- _Aim of the task_
Could you restate, word for word, only the lines from the one containing "For this dataset, tag each instance of the tire" through the one containing "[[135, 223], [211, 195]]", including both of those lines?

- _Source data_
· · · ·
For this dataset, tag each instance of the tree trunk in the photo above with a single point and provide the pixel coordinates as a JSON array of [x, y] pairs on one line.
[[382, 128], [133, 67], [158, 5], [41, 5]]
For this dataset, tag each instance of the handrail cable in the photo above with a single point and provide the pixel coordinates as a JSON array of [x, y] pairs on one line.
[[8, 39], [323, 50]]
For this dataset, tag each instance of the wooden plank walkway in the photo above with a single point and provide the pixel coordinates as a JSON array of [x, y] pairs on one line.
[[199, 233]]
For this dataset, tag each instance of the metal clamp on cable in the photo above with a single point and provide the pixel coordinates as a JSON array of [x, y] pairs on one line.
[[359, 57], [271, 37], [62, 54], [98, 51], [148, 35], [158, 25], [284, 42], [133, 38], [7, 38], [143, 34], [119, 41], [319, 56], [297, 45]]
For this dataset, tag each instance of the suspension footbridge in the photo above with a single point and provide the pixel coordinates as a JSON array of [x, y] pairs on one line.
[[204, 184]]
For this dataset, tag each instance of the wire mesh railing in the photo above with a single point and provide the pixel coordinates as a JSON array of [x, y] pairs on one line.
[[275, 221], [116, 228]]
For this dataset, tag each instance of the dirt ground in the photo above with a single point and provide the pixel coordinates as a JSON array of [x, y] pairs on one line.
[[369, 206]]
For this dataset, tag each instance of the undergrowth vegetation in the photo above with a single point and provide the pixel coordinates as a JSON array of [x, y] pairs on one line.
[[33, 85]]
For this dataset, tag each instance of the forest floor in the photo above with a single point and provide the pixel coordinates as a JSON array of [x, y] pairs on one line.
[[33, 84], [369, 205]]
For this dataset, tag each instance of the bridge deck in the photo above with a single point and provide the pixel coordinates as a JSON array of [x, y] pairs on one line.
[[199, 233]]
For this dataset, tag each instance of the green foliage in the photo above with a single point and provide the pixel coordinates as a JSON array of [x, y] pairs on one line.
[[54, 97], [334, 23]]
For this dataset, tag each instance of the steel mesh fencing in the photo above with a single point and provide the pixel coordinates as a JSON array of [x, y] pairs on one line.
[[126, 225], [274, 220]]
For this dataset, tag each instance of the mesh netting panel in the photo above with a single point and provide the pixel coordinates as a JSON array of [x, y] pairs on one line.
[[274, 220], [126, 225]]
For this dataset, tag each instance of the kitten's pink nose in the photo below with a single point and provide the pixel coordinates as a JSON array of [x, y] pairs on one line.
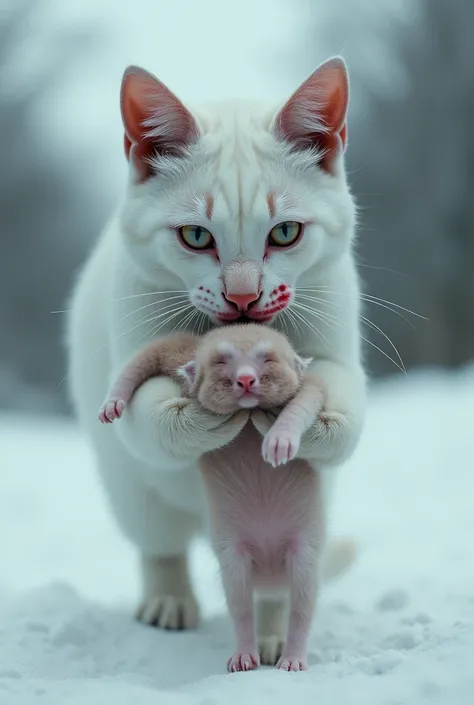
[[242, 301], [246, 382]]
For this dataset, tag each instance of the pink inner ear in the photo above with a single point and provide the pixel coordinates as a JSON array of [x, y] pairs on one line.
[[155, 120], [315, 115]]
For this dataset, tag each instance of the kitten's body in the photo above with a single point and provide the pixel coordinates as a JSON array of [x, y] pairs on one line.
[[267, 524], [245, 172]]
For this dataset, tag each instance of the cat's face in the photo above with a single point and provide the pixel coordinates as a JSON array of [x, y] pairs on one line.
[[236, 203]]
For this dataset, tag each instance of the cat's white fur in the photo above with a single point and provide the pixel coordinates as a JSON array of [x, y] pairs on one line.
[[147, 460]]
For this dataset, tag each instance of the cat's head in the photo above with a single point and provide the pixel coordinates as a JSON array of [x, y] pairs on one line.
[[236, 203]]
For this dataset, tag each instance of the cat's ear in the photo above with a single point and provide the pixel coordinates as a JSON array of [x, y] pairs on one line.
[[188, 372], [156, 122], [315, 115]]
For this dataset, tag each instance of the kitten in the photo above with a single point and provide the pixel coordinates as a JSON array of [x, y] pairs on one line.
[[233, 211], [266, 529]]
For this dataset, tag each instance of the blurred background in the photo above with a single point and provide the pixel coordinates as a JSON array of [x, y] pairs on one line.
[[410, 156]]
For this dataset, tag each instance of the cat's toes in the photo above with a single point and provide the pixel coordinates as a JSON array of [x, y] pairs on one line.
[[111, 410], [291, 664], [243, 662], [169, 612], [270, 648]]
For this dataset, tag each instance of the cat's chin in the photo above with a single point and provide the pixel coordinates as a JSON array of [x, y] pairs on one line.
[[243, 319]]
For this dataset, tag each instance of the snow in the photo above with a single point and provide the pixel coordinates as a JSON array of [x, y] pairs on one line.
[[398, 628]]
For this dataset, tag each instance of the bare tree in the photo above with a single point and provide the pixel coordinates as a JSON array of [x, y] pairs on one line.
[[411, 158], [49, 212]]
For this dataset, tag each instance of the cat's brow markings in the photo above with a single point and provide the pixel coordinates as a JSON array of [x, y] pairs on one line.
[[209, 205], [271, 204]]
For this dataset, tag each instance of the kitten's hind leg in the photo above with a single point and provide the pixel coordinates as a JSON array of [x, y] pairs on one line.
[[271, 628], [303, 578], [236, 569]]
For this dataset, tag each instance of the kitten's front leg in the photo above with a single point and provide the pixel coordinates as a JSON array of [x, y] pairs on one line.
[[282, 441], [335, 432]]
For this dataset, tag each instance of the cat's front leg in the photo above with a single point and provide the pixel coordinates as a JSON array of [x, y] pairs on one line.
[[335, 432], [168, 431]]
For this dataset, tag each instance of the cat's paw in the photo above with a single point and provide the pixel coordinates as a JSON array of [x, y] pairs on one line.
[[291, 664], [243, 662], [111, 410], [332, 438], [169, 612], [280, 445]]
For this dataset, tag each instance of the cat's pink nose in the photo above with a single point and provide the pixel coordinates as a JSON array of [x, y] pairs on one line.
[[246, 382], [242, 301]]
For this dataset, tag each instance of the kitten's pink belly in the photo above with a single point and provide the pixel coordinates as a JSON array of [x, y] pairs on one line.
[[256, 510]]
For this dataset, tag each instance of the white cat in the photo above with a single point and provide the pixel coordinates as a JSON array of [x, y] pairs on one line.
[[232, 211]]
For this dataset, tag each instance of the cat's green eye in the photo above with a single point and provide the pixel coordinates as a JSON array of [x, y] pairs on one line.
[[196, 237], [284, 234]]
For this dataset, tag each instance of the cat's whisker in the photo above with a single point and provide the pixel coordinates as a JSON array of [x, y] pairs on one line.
[[153, 303], [154, 316], [186, 320], [321, 315], [294, 322], [310, 326], [383, 303], [375, 327], [152, 293], [402, 369], [400, 365], [175, 312], [316, 299]]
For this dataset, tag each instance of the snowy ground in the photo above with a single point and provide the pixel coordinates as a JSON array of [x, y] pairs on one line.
[[399, 628]]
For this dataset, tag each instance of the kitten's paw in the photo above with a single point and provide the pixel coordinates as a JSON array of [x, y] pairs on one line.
[[280, 445], [270, 648], [291, 664], [243, 662], [112, 409], [169, 612]]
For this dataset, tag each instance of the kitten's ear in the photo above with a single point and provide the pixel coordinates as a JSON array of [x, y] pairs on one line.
[[188, 371], [155, 121], [315, 115], [302, 364]]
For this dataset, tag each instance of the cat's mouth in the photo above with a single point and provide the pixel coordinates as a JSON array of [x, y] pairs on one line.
[[262, 318]]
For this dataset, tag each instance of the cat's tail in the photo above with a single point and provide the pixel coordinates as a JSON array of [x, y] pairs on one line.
[[339, 555]]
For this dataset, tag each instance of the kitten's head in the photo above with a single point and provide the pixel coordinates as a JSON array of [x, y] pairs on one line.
[[242, 367], [234, 204]]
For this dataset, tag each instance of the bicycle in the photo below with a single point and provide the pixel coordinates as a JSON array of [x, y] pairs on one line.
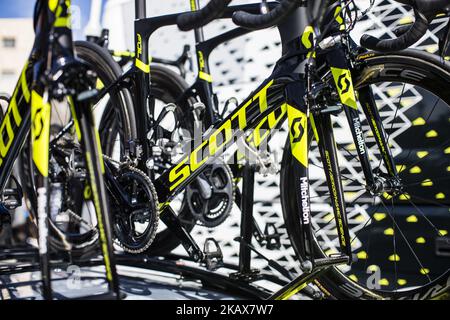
[[326, 93], [53, 78]]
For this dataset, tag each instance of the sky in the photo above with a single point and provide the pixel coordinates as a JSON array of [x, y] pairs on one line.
[[25, 8]]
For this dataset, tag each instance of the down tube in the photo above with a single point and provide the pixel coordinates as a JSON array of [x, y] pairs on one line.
[[298, 113]]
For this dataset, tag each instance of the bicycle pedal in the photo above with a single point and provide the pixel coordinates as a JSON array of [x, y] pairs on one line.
[[12, 198], [212, 254], [272, 237]]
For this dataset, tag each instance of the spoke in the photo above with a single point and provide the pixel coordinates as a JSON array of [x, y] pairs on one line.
[[367, 222], [394, 244], [342, 175], [406, 240], [428, 200], [392, 124], [426, 218], [415, 183], [422, 159]]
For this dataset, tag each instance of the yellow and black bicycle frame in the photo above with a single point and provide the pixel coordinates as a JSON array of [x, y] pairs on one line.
[[284, 95], [29, 111]]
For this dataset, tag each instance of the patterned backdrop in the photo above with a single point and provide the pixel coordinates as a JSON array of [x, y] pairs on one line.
[[237, 68]]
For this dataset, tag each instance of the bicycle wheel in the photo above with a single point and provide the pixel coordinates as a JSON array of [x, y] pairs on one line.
[[73, 226], [395, 238]]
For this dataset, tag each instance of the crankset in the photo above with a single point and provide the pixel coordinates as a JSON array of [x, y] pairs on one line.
[[210, 197], [135, 207]]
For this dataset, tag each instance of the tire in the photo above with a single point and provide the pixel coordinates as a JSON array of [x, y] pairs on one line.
[[119, 103], [168, 87], [410, 67]]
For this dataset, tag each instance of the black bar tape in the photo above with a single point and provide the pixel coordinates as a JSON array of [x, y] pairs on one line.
[[262, 21], [407, 39]]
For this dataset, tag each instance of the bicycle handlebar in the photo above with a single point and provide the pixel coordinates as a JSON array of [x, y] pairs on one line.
[[262, 21], [192, 20]]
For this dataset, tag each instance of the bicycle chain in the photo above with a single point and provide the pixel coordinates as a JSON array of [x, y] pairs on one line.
[[128, 166]]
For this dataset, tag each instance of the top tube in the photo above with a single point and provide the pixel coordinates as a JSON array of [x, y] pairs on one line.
[[140, 9]]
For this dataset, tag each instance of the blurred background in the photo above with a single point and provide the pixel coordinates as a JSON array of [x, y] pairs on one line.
[[237, 67]]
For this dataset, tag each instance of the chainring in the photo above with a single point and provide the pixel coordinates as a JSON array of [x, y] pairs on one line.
[[135, 223], [211, 195]]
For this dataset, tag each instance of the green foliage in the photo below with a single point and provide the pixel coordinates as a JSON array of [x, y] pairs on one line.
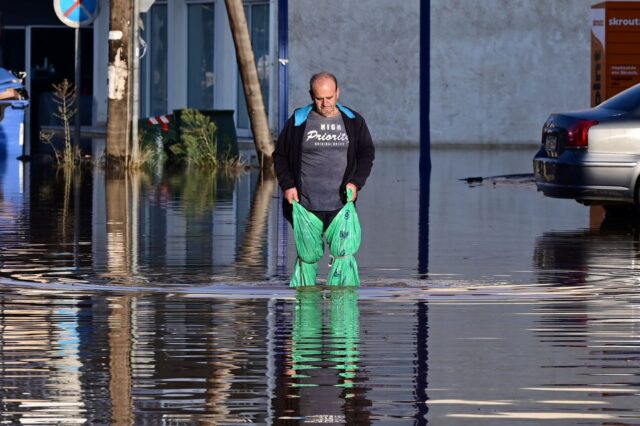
[[199, 145]]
· · · ·
- _The response_
For this dataset, tag each instance of the tire in the photo above with a single point and provide the pixel coordinates as a JSON array of [x, y] pairs on one line.
[[119, 103], [168, 87], [410, 67]]
For this dataset, tag each instance of the black bar tape in the photo above with a single point and provide the pixel coordinates as a JSON array of [x, y] pairs on one line.
[[262, 21], [407, 39]]
For this dataset, tag each instance of the bicycle handlebar in the photo above with a single point and provide the pixel coordinates as a JSON array of [x, y] pairs on one line.
[[262, 21], [192, 20]]
For this dataset, tag each instance of the bicycle chain in the photo above with a single point and provide the pixel coordinates as a JSON array of [x, y] pairs on one line.
[[128, 166]]
For this dataset, tag each instance of the top tube in the photo above with a single point and provide the pixel coordinates as a JSON array of [x, y] pairs on one line.
[[140, 9]]
For this dataset, tag each instance of the blurred background in the photo above with a single point and provide the pixel coordinates as a JSON array of [x, y] pairs on one line.
[[237, 67]]
For this dataset, tag each instance of the chainring in the photo above with a single point and provide the pixel coordinates as a JSON array of [x, y] pairs on one line.
[[135, 223], [211, 195]]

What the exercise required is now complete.